### Written problem
Could you copy out the part below that opens with the line containing "Target: white icing" and closes with the line containing "M 186 130 L", substituting "example" for "sample" and leaving everything else untouched?
begin Stored records
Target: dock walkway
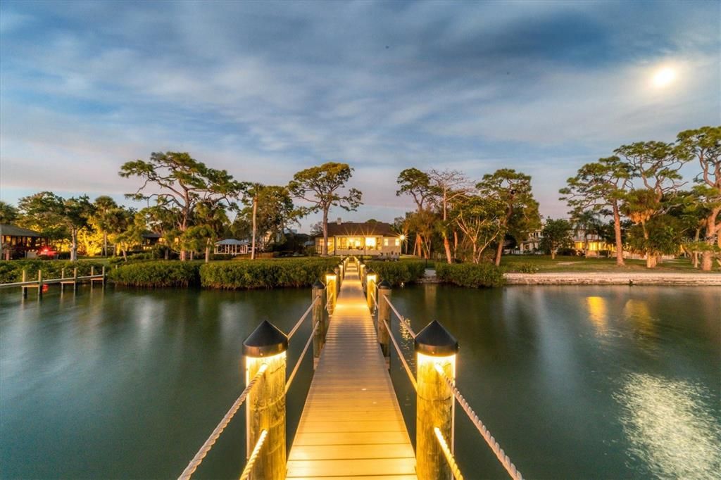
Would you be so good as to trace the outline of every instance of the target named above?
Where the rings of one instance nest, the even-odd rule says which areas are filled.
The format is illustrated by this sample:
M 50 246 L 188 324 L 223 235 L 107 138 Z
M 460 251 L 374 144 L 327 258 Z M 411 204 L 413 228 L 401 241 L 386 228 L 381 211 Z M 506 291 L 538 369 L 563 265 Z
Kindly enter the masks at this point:
M 408 431 L 353 267 L 311 383 L 286 478 L 417 478 Z

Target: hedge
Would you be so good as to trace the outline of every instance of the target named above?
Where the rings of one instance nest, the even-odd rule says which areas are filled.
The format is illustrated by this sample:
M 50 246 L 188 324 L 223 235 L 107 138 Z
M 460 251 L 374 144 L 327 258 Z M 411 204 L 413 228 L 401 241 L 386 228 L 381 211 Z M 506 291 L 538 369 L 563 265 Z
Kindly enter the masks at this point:
M 108 272 L 108 280 L 131 287 L 187 287 L 200 282 L 200 262 L 156 260 L 129 263 Z
M 435 276 L 446 283 L 461 287 L 500 287 L 503 285 L 503 271 L 490 263 L 435 264 Z
M 200 268 L 200 285 L 228 289 L 309 287 L 340 262 L 336 258 L 306 258 L 208 263 Z
M 366 265 L 378 273 L 379 279 L 386 280 L 395 287 L 402 283 L 412 283 L 425 275 L 425 260 L 404 262 L 381 262 L 371 260 Z
M 62 270 L 65 269 L 65 275 L 71 277 L 73 269 L 77 267 L 78 275 L 90 275 L 90 267 L 94 266 L 97 273 L 100 272 L 102 264 L 97 262 L 79 260 L 69 262 L 67 260 L 9 260 L 0 262 L 0 283 L 12 283 L 22 280 L 22 270 L 27 272 L 27 280 L 37 278 L 37 270 L 43 270 L 43 278 L 60 278 Z

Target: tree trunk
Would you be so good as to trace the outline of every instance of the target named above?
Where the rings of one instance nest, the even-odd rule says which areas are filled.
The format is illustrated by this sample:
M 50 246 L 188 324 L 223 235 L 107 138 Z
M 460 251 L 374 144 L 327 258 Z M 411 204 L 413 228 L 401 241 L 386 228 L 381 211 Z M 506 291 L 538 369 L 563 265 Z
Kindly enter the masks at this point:
M 328 208 L 323 209 L 323 246 L 321 254 L 328 254 Z
M 621 239 L 621 214 L 619 213 L 619 204 L 614 202 L 614 234 L 616 236 L 616 265 L 624 265 L 624 244 Z
M 500 240 L 498 242 L 498 248 L 496 249 L 496 259 L 495 259 L 496 267 L 500 266 L 500 256 L 503 254 L 503 241 Z
M 70 231 L 71 244 L 70 246 L 70 261 L 77 262 L 78 260 L 78 231 L 77 228 L 71 228 Z
M 253 197 L 253 239 L 250 244 L 250 259 L 255 259 L 255 231 L 257 229 L 255 223 L 256 215 L 258 211 L 258 197 L 256 195 Z

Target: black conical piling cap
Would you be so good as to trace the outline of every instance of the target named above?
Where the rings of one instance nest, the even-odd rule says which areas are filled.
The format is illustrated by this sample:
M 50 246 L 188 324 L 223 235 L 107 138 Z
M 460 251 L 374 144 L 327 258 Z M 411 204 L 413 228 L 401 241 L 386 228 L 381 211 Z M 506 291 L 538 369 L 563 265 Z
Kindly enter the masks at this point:
M 288 337 L 267 320 L 258 325 L 243 342 L 247 357 L 270 357 L 288 350 Z
M 438 320 L 433 320 L 415 336 L 414 347 L 418 353 L 446 357 L 458 352 L 458 340 Z

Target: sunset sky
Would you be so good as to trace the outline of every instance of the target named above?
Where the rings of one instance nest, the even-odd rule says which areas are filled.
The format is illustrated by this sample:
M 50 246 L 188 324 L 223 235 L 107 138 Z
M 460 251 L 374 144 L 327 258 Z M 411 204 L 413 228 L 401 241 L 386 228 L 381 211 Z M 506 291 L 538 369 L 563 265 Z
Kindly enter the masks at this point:
M 583 164 L 721 123 L 720 22 L 717 1 L 4 1 L 0 198 L 133 205 L 120 166 L 171 150 L 278 185 L 347 162 L 365 205 L 333 218 L 410 210 L 410 166 L 515 168 L 561 216 Z

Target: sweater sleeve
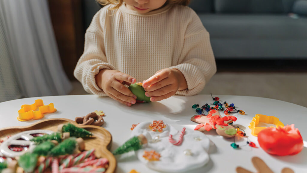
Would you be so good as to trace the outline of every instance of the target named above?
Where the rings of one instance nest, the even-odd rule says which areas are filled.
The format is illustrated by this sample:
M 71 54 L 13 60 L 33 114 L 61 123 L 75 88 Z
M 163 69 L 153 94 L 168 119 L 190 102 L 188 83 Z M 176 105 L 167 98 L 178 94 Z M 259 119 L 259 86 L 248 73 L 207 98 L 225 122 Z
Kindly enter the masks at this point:
M 100 24 L 102 19 L 99 14 L 99 12 L 94 16 L 86 30 L 84 51 L 77 63 L 74 75 L 87 92 L 107 96 L 96 84 L 95 76 L 102 69 L 115 68 L 108 63 L 105 55 L 103 33 Z
M 216 72 L 209 33 L 194 11 L 185 36 L 182 50 L 177 65 L 169 67 L 183 74 L 188 89 L 176 94 L 193 95 L 199 93 Z

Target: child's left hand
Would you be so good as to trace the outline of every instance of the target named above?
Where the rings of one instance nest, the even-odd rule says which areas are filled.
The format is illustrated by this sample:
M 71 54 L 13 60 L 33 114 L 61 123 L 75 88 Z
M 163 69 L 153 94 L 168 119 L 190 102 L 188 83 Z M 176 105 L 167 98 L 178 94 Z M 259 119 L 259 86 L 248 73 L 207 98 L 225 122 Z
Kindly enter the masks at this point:
M 188 88 L 183 74 L 177 69 L 165 68 L 143 82 L 145 95 L 152 102 L 166 99 L 175 95 L 178 90 Z

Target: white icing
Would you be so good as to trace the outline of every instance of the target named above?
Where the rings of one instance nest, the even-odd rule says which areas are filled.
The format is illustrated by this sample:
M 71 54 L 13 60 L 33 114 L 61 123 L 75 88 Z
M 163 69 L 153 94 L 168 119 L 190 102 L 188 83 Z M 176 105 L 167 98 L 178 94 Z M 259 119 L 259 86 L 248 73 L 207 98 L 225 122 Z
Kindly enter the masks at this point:
M 15 157 L 21 156 L 29 150 L 32 151 L 35 147 L 34 142 L 29 141 L 34 138 L 30 135 L 34 133 L 43 133 L 51 134 L 54 132 L 48 130 L 29 130 L 21 132 L 10 137 L 6 140 L 0 145 L 0 155 L 9 157 Z M 25 140 L 17 140 L 19 138 L 22 138 Z M 14 151 L 10 149 L 9 146 L 11 145 L 29 145 L 29 148 L 27 150 L 24 150 L 21 151 Z
M 186 130 L 182 143 L 176 146 L 169 142 L 169 135 L 171 134 L 174 139 L 178 140 L 182 129 L 178 131 L 165 123 L 166 127 L 162 132 L 153 131 L 149 127 L 151 123 L 140 123 L 134 128 L 131 134 L 132 137 L 142 134 L 147 138 L 148 143 L 144 145 L 143 148 L 136 151 L 136 153 L 139 159 L 148 167 L 159 171 L 187 172 L 189 170 L 201 167 L 209 161 L 207 152 L 210 143 L 204 134 L 198 131 Z M 157 141 L 157 138 L 155 139 L 155 137 L 158 136 L 159 140 Z M 156 142 L 153 142 L 155 139 Z M 143 157 L 144 151 L 152 150 L 160 154 L 160 160 L 149 161 Z M 187 152 L 190 151 L 191 153 L 187 155 Z

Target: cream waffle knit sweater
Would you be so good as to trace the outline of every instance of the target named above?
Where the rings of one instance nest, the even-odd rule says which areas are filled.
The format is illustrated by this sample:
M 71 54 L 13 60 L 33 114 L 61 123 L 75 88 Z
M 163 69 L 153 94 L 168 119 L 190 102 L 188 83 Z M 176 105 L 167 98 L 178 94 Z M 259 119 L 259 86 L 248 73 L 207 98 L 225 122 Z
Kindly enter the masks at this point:
M 188 89 L 176 94 L 199 93 L 216 72 L 209 34 L 190 8 L 168 5 L 141 14 L 124 3 L 108 5 L 94 16 L 85 36 L 84 52 L 74 72 L 88 93 L 106 96 L 95 76 L 104 69 L 117 70 L 146 80 L 162 69 L 179 70 Z

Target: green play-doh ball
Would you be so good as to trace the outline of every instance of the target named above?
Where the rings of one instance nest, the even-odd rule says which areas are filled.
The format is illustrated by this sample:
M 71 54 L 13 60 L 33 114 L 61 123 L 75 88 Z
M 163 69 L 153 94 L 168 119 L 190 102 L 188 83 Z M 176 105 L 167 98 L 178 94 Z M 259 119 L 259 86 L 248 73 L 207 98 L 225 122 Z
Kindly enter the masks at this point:
M 136 96 L 137 100 L 147 102 L 150 102 L 150 98 L 145 95 L 145 91 L 143 86 L 133 83 L 130 85 L 128 88 Z

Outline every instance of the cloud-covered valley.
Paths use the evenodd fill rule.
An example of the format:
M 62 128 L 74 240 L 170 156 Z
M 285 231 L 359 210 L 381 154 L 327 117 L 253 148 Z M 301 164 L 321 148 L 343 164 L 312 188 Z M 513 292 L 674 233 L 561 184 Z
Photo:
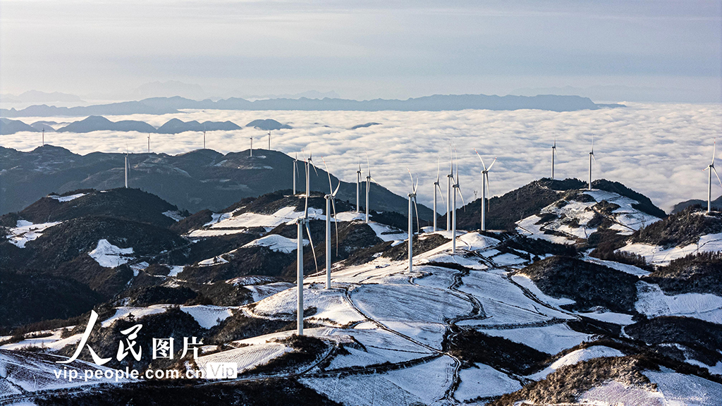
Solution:
M 596 163 L 594 178 L 622 182 L 650 196 L 668 210 L 675 203 L 706 197 L 707 174 L 702 170 L 712 155 L 713 139 L 722 129 L 718 104 L 627 103 L 624 108 L 557 113 L 536 110 L 492 111 L 188 111 L 181 114 L 113 116 L 112 121 L 141 120 L 159 126 L 170 118 L 183 121 L 233 121 L 244 126 L 256 118 L 274 118 L 292 129 L 273 132 L 271 147 L 301 156 L 313 149 L 316 160 L 326 158 L 329 169 L 354 181 L 357 157 L 365 174 L 367 152 L 374 179 L 405 195 L 409 189 L 408 167 L 420 176 L 419 200 L 430 206 L 437 159 L 441 177 L 448 170 L 449 140 L 456 144 L 461 186 L 468 202 L 480 190 L 481 164 L 498 156 L 490 176 L 492 194 L 500 194 L 534 179 L 549 176 L 551 146 L 557 143 L 557 178 L 586 179 L 592 136 Z M 69 122 L 77 118 L 25 118 Z M 350 129 L 365 123 L 379 125 Z M 147 134 L 95 131 L 88 134 L 46 133 L 45 142 L 74 152 L 144 152 Z M 267 147 L 264 131 L 252 128 L 209 131 L 206 146 L 225 153 Z M 0 144 L 30 150 L 40 143 L 39 133 L 21 132 L 0 137 Z M 152 134 L 155 152 L 179 154 L 202 147 L 201 133 Z M 487 163 L 488 165 L 488 163 Z M 289 175 L 290 176 L 290 174 Z M 442 184 L 445 184 L 444 180 Z M 713 190 L 719 196 L 718 184 Z

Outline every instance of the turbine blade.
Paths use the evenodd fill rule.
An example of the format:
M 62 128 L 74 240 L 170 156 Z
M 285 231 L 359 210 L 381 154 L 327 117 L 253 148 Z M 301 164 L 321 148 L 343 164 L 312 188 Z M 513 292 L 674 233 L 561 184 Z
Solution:
M 308 221 L 306 222 L 306 233 L 308 233 L 308 243 L 311 246 L 311 252 L 313 254 L 313 264 L 316 266 L 316 273 L 318 273 L 318 260 L 316 259 L 316 249 L 313 247 L 313 239 L 311 238 L 311 229 L 308 227 Z
M 329 172 L 329 165 L 326 163 L 326 158 L 321 157 L 321 159 L 323 160 L 323 166 L 326 167 L 326 174 L 329 176 L 329 191 L 333 196 L 334 186 L 331 184 L 331 172 Z
M 419 223 L 419 207 L 416 205 L 416 196 L 414 196 L 414 210 L 416 211 L 416 232 L 421 234 L 421 225 Z
M 715 153 L 717 151 L 717 139 L 712 142 L 712 165 L 715 164 Z
M 715 169 L 714 166 L 712 167 L 712 170 L 715 172 L 715 176 L 717 176 L 717 181 L 719 182 L 720 186 L 722 186 L 722 181 L 720 180 L 720 176 L 717 174 L 717 170 Z
M 490 171 L 490 170 L 492 170 L 492 167 L 494 166 L 495 163 L 496 163 L 496 157 L 494 157 L 494 161 L 492 162 L 492 164 L 489 165 L 489 168 L 487 169 L 487 172 L 488 172 L 488 171 Z
M 484 167 L 484 170 L 487 170 L 487 165 L 484 165 L 484 160 L 482 159 L 482 155 L 479 155 L 479 151 L 477 151 L 476 148 L 474 149 L 474 152 L 477 152 L 477 156 L 479 157 L 479 160 L 482 161 L 482 166 L 483 166 Z
M 442 191 L 441 190 L 441 186 L 440 186 L 438 183 L 436 183 L 435 185 L 434 185 L 434 187 L 439 189 L 439 196 L 441 196 L 441 203 L 443 204 L 444 206 L 445 206 L 446 202 L 444 202 L 444 194 L 443 191 Z
M 341 184 L 340 183 L 339 183 Z M 339 222 L 336 220 L 336 200 L 331 199 L 331 207 L 334 209 L 334 225 L 336 226 L 336 257 L 339 257 Z

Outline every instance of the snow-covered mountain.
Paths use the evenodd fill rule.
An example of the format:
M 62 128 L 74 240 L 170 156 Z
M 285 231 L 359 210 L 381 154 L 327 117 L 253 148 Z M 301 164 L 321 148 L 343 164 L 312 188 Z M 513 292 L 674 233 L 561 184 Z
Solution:
M 88 341 L 101 356 L 114 355 L 122 332 L 136 323 L 144 354 L 152 351 L 151 337 L 203 340 L 193 362 L 178 359 L 181 347 L 173 361 L 113 358 L 106 366 L 207 371 L 232 362 L 238 376 L 72 385 L 51 376 L 33 386 L 30 375 L 13 372 L 45 371 L 50 357 L 71 355 L 90 316 L 77 309 L 66 319 L 4 321 L 0 388 L 8 389 L 0 402 L 142 397 L 165 405 L 263 393 L 269 404 L 718 404 L 718 214 L 692 208 L 666 217 L 623 185 L 599 181 L 587 191 L 578 183 L 537 181 L 492 199 L 495 230 L 473 228 L 478 201 L 456 236 L 424 227 L 413 237 L 412 272 L 404 215 L 372 212 L 366 223 L 355 204 L 337 200 L 330 289 L 328 213 L 323 195 L 313 194 L 303 337 L 294 335 L 294 277 L 303 197 L 271 193 L 190 215 L 139 191 L 48 196 L 1 218 L 0 258 L 27 258 L 27 265 L 0 262 L 4 272 L 64 278 L 104 295 L 92 305 L 98 323 Z M 102 208 L 126 202 L 126 194 L 138 196 L 138 219 Z M 57 215 L 42 218 L 46 212 Z M 156 223 L 163 217 L 173 223 Z M 63 260 L 87 266 L 73 273 Z M 84 279 L 89 274 L 125 276 L 94 285 L 95 277 Z M 87 349 L 80 358 L 90 360 Z
M 212 150 L 197 150 L 178 155 L 131 154 L 128 158 L 129 183 L 191 212 L 204 209 L 220 210 L 243 198 L 290 191 L 293 186 L 292 157 L 268 150 L 255 150 L 253 156 L 249 155 L 248 150 L 223 155 Z M 0 147 L 0 182 L 4 189 L 0 194 L 0 214 L 22 210 L 51 193 L 121 187 L 124 184 L 123 163 L 123 154 L 80 155 L 51 145 L 27 152 Z M 329 193 L 328 175 L 317 169 L 311 171 L 311 190 Z M 297 168 L 299 189 L 305 176 L 303 163 L 300 162 Z M 339 181 L 334 176 L 331 179 L 334 185 Z M 365 190 L 365 183 L 362 188 Z M 407 210 L 405 196 L 394 194 L 375 183 L 370 189 L 371 210 Z M 355 204 L 355 183 L 342 182 L 337 196 Z M 419 215 L 430 218 L 431 210 L 419 204 Z

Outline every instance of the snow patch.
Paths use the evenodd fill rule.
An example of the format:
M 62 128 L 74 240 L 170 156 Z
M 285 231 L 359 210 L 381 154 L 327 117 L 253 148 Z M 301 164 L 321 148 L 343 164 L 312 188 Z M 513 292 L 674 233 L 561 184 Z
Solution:
M 57 195 L 55 195 L 55 194 L 52 194 L 52 195 L 48 196 L 48 197 L 49 197 L 51 199 L 55 199 L 58 202 L 70 202 L 71 200 L 75 200 L 76 199 L 77 199 L 79 197 L 82 197 L 82 196 L 85 196 L 86 194 L 87 194 L 87 193 L 79 193 L 77 194 L 71 194 L 70 196 L 57 196 Z
M 10 233 L 7 236 L 7 239 L 10 243 L 18 248 L 25 248 L 27 241 L 32 241 L 43 235 L 43 232 L 46 228 L 57 225 L 62 222 L 56 221 L 52 223 L 43 223 L 42 224 L 32 224 L 24 220 L 17 220 L 17 227 L 10 229 Z
M 648 317 L 684 316 L 722 324 L 722 297 L 712 293 L 665 295 L 659 286 L 637 282 L 637 311 Z
M 133 254 L 133 247 L 120 248 L 103 238 L 98 240 L 97 246 L 89 252 L 88 255 L 101 267 L 115 268 L 134 259 L 134 257 L 130 256 L 131 254 Z
M 310 243 L 308 240 L 303 240 L 303 245 L 307 246 Z M 265 246 L 271 251 L 282 252 L 284 254 L 291 254 L 298 248 L 298 242 L 294 238 L 289 238 L 278 234 L 269 234 L 261 237 L 257 240 L 253 240 L 243 246 L 243 248 L 253 246 Z
M 181 220 L 186 218 L 178 210 L 168 210 L 167 212 L 163 212 L 162 214 L 164 216 L 169 217 L 175 221 L 180 221 Z

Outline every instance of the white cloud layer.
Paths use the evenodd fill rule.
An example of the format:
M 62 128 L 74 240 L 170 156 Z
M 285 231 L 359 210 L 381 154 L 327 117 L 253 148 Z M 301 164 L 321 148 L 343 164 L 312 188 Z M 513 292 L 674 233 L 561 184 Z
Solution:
end Stored records
### The output
Target: white icing
Would you be so good as to trace the outline of every instance of the target named above?
Where the rings of one instance nest, the even-odd rule says which areas are filled.
The format is illustrated by this example:
M 71 54 L 13 60 L 33 114 L 61 123 L 75 88 Z
M 163 69 L 153 94 L 168 119 L 190 102 L 188 83 Z M 176 105 L 167 98 L 178 94 Z M 259 119 L 259 86 L 248 73 L 207 98 L 225 122 Z
Kindly enter the masks at this point:
M 15 157 L 21 156 L 29 150 L 32 151 L 35 147 L 34 142 L 29 141 L 34 138 L 30 135 L 34 133 L 43 133 L 51 134 L 54 132 L 48 130 L 29 130 L 21 132 L 10 137 L 6 140 L 0 145 L 0 155 L 9 157 Z M 25 140 L 17 140 L 19 138 L 22 138 Z M 14 151 L 10 149 L 9 146 L 11 145 L 29 145 L 29 148 L 27 150 L 24 150 L 21 151 Z
M 186 130 L 182 143 L 176 146 L 169 142 L 169 135 L 171 134 L 174 139 L 178 140 L 182 129 L 178 131 L 165 123 L 166 127 L 162 132 L 153 131 L 149 127 L 151 123 L 140 123 L 134 128 L 131 134 L 132 137 L 142 134 L 147 138 L 148 143 L 144 145 L 143 148 L 136 151 L 136 153 L 139 159 L 148 167 L 159 171 L 187 172 L 189 170 L 201 167 L 209 161 L 207 152 L 210 143 L 204 134 L 198 131 Z M 157 141 L 157 138 L 155 139 L 155 137 L 158 136 L 159 140 Z M 156 142 L 153 142 L 155 139 Z M 143 157 L 144 151 L 152 150 L 160 154 L 160 160 L 149 161 Z M 187 152 L 190 151 L 191 153 L 187 155 Z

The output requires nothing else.